Instructions for the task: Transcribe the lines of the entries below word for word. Begin at the line that contains "Could you please put a dot on the wine" and stop after the line that contains "column 319, row 237".
--- begin Dataset ---
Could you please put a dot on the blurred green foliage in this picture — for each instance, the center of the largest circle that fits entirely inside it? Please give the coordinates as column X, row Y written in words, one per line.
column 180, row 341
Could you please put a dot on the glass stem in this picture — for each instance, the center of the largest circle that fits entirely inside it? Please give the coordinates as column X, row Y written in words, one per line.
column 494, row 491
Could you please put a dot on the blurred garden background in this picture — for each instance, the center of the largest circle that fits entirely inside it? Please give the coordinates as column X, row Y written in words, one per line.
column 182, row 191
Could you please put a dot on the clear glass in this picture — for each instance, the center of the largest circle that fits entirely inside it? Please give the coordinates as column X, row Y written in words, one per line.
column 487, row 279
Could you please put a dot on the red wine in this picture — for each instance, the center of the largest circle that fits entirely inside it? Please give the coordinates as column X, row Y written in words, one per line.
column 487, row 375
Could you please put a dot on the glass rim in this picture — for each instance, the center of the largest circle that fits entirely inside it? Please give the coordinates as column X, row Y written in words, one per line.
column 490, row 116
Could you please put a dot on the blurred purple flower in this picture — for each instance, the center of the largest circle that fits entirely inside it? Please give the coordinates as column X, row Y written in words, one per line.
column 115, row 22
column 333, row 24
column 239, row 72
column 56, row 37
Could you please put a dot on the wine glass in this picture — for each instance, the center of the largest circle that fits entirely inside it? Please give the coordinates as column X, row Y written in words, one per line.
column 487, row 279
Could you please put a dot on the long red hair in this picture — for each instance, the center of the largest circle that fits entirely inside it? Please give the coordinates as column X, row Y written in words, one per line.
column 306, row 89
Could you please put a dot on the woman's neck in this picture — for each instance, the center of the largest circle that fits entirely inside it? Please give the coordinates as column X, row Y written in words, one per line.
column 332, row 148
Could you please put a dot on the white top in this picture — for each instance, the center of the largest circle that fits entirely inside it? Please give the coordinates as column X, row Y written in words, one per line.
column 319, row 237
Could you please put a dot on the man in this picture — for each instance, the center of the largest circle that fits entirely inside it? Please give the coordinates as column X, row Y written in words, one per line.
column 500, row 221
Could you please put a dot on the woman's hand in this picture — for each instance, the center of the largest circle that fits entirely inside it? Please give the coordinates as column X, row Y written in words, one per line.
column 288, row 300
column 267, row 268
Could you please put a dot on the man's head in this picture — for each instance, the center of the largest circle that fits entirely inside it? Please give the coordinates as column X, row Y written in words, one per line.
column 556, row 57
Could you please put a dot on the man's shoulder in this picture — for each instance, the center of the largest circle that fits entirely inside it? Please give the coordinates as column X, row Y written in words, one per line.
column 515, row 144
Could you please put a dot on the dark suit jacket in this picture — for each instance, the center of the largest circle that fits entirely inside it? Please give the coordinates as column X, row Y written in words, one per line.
--- end Dataset ---
Written response:
Could you please put a dot on the wine glass in this picture — for each instance, the center of the largest circle that fits entirely inside it? Please give the coordinates as column X, row Y written in words, one per line.
column 487, row 279
Could you please put a dot on the long red hair in this picture — for each instance, the center of the largest circle that fits entirely inside it? Please give the coordinates as column X, row Y written in words, one per line.
column 306, row 89
Could you please put a dot on the woman's neck in this picture — for each instance, the center of the largest circle that fits entirely inside it? Please give the coordinates as column X, row Y written in words, one per line.
column 332, row 148
Could you please put a dot on the white top in this picture — for each instance, the center of the largest circle that fits entirely inside it? Please give the coordinates as column X, row Y written in words, one per line.
column 319, row 237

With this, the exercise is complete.